Beginning at the line containing "the front quarter" and continuing to the end of the records below, give each line again exactly as it stands, and only those lines.

Source records:
● ● ● ● ● ● ●

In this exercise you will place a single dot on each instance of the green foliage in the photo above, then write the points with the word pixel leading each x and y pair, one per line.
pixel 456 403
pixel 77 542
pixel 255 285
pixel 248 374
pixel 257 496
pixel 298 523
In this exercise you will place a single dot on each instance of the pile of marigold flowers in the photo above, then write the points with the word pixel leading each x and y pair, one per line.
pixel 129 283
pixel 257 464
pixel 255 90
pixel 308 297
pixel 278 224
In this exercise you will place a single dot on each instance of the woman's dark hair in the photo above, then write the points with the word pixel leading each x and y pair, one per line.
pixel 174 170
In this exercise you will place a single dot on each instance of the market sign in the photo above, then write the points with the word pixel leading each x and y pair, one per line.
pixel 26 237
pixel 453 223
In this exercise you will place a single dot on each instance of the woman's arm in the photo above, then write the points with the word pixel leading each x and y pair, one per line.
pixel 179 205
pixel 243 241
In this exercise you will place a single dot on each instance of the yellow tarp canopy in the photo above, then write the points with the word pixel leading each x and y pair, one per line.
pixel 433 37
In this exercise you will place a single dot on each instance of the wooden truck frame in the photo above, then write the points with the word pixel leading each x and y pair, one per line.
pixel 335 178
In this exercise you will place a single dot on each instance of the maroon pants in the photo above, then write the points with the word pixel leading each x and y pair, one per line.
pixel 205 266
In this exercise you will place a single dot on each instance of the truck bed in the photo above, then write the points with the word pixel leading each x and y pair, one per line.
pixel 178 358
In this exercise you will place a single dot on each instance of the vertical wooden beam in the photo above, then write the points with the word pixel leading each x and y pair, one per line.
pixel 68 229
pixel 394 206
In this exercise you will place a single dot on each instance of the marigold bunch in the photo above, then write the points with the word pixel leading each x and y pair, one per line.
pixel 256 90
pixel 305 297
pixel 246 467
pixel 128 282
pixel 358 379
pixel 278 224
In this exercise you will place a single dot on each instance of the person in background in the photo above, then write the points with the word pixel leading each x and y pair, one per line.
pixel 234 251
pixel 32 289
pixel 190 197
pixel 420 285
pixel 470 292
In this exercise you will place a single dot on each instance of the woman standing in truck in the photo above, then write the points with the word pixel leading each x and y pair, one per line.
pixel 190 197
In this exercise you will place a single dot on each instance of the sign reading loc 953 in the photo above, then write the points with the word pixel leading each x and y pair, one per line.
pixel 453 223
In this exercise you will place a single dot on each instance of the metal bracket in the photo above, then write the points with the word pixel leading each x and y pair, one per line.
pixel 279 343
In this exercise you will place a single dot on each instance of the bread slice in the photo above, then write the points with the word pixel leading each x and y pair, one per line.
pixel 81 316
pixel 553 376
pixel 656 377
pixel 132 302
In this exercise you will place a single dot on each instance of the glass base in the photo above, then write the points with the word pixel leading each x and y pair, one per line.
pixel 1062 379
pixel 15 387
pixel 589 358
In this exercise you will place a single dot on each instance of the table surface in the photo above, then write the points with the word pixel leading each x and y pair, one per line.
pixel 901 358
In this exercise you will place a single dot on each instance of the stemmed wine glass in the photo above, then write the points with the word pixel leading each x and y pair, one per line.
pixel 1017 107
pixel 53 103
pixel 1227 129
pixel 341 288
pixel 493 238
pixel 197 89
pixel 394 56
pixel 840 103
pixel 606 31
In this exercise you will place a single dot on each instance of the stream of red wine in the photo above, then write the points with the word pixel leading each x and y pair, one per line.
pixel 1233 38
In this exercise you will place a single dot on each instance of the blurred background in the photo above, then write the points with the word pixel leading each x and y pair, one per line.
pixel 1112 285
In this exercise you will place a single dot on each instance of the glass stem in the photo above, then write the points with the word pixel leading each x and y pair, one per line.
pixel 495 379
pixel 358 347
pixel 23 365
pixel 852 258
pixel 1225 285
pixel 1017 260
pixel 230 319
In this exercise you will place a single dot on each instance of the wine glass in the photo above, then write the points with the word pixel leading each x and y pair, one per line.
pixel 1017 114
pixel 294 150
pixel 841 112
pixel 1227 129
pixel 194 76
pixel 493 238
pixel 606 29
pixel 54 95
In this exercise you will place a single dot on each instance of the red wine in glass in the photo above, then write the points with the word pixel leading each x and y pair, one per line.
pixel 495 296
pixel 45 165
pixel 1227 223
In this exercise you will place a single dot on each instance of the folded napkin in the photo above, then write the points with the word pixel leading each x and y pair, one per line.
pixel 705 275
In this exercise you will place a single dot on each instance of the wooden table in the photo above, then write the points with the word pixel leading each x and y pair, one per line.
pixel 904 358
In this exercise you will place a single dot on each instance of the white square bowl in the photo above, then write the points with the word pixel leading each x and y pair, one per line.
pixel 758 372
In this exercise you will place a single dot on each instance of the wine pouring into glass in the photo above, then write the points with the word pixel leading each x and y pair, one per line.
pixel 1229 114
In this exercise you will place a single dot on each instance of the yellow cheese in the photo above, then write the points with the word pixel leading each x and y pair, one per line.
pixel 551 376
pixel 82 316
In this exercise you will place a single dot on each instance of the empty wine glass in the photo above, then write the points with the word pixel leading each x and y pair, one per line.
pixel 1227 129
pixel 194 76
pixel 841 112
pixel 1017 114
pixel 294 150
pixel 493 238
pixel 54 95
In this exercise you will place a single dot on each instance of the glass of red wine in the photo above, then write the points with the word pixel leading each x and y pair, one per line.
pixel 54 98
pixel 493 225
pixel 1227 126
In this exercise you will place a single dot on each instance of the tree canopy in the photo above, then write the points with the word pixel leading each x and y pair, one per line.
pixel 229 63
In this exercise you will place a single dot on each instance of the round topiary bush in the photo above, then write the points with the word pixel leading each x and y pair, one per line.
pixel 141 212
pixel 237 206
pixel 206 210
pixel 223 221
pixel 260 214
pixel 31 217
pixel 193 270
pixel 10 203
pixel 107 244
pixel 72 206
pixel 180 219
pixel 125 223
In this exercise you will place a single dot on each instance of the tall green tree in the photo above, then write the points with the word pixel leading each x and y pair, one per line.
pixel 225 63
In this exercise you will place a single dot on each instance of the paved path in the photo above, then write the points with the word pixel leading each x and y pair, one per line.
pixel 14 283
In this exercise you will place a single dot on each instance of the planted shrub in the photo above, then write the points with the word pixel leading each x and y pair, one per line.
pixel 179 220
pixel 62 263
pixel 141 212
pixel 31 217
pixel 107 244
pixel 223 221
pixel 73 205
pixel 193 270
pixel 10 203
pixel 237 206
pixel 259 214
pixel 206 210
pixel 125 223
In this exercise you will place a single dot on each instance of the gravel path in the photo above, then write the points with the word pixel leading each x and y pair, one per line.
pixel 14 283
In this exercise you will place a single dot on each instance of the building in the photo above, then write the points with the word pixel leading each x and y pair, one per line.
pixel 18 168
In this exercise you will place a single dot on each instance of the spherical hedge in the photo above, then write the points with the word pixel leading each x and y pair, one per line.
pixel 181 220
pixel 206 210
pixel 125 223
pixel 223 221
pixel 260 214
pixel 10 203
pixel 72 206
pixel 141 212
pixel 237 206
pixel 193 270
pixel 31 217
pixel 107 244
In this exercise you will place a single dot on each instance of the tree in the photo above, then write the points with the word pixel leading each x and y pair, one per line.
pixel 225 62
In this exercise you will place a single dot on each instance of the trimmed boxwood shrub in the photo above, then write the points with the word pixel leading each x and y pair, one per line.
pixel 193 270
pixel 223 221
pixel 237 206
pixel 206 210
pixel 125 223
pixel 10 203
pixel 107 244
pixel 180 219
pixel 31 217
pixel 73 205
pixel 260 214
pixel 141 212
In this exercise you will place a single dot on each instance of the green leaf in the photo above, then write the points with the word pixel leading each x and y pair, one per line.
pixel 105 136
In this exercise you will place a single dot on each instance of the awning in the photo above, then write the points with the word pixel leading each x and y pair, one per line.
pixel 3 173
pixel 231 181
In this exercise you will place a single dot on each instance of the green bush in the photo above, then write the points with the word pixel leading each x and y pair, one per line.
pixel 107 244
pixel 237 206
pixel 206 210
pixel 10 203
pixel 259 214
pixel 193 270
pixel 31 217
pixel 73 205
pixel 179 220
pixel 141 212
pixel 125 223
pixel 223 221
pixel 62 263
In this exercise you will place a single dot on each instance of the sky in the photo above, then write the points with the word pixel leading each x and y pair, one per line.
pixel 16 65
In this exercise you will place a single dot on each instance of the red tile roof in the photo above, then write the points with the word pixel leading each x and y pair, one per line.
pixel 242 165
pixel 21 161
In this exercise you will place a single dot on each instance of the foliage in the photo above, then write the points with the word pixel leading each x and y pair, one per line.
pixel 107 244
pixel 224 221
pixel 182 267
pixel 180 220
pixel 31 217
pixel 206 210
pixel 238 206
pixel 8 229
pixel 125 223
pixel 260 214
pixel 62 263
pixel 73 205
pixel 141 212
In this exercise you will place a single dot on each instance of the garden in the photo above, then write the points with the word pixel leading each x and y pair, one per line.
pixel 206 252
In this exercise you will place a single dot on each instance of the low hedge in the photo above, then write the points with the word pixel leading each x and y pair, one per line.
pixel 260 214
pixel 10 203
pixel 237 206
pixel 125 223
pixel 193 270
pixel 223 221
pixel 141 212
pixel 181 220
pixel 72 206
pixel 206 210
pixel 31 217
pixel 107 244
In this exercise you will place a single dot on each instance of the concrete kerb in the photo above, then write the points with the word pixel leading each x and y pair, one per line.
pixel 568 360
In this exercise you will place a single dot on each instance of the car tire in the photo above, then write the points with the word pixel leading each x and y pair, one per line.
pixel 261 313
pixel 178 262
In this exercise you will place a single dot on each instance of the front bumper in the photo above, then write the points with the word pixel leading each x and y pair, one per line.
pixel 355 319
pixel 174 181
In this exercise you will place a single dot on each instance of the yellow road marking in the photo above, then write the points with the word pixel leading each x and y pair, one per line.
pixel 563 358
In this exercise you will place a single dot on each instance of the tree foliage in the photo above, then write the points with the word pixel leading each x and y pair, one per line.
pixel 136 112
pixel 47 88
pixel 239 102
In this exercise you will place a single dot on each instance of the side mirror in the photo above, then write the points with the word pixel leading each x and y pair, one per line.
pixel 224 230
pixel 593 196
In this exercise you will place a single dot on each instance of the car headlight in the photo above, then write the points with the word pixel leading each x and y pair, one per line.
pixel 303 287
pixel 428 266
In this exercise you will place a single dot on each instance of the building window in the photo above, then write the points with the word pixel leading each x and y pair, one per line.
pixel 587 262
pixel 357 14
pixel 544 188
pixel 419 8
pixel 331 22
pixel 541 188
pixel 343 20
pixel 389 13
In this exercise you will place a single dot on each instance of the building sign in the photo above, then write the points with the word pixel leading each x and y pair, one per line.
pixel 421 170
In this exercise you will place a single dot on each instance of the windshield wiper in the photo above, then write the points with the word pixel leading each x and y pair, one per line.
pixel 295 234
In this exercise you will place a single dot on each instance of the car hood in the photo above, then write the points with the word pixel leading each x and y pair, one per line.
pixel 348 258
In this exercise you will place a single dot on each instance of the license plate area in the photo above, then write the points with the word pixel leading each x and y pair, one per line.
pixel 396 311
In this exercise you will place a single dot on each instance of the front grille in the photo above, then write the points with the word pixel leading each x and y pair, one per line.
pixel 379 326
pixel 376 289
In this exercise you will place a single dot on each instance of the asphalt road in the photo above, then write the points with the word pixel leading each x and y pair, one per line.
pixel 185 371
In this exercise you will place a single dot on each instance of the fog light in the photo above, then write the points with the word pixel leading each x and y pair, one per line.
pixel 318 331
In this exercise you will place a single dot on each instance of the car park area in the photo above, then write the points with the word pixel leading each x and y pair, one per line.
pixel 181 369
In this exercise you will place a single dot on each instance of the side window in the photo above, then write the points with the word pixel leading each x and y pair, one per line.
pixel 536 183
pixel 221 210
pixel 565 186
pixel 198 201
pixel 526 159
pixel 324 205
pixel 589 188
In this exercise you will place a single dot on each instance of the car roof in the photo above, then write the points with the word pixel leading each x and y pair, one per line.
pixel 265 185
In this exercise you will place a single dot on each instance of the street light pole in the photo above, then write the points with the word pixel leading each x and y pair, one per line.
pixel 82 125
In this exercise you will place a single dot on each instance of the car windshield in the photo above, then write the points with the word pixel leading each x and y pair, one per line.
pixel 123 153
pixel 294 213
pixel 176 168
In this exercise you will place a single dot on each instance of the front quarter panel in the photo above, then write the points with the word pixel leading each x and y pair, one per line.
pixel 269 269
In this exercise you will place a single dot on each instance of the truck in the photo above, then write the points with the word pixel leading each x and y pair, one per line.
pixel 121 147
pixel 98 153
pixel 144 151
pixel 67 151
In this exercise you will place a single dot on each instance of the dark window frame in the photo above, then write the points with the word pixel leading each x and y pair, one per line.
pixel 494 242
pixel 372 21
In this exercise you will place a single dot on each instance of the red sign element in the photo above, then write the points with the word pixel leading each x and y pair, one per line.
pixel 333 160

● ● ● ● ● ● ●

__OUTPUT OF THE EXERCISE__.
In this exercise you will place a single dot on each instance of the front quarter panel in the photo above, then write the points with the word pixel leading each x and y pair, one per line.
pixel 269 269
In this exercise you will place a single dot on each instance of the truck in the photo above, then write the points with the word pixel leading each x and y pair, one per line.
pixel 121 147
pixel 98 153
pixel 144 151
pixel 67 151
In this exercise you will place a single dot on each instance of the dark window frame in the photo above, then write the points with the word pixel leading each x and y pair, one per line.
pixel 494 242
pixel 372 21
In this exercise you will place a single dot on each instance of the red sign element in the photo above, then write the points with the word pixel leading each x and y pair, one per line.
pixel 333 160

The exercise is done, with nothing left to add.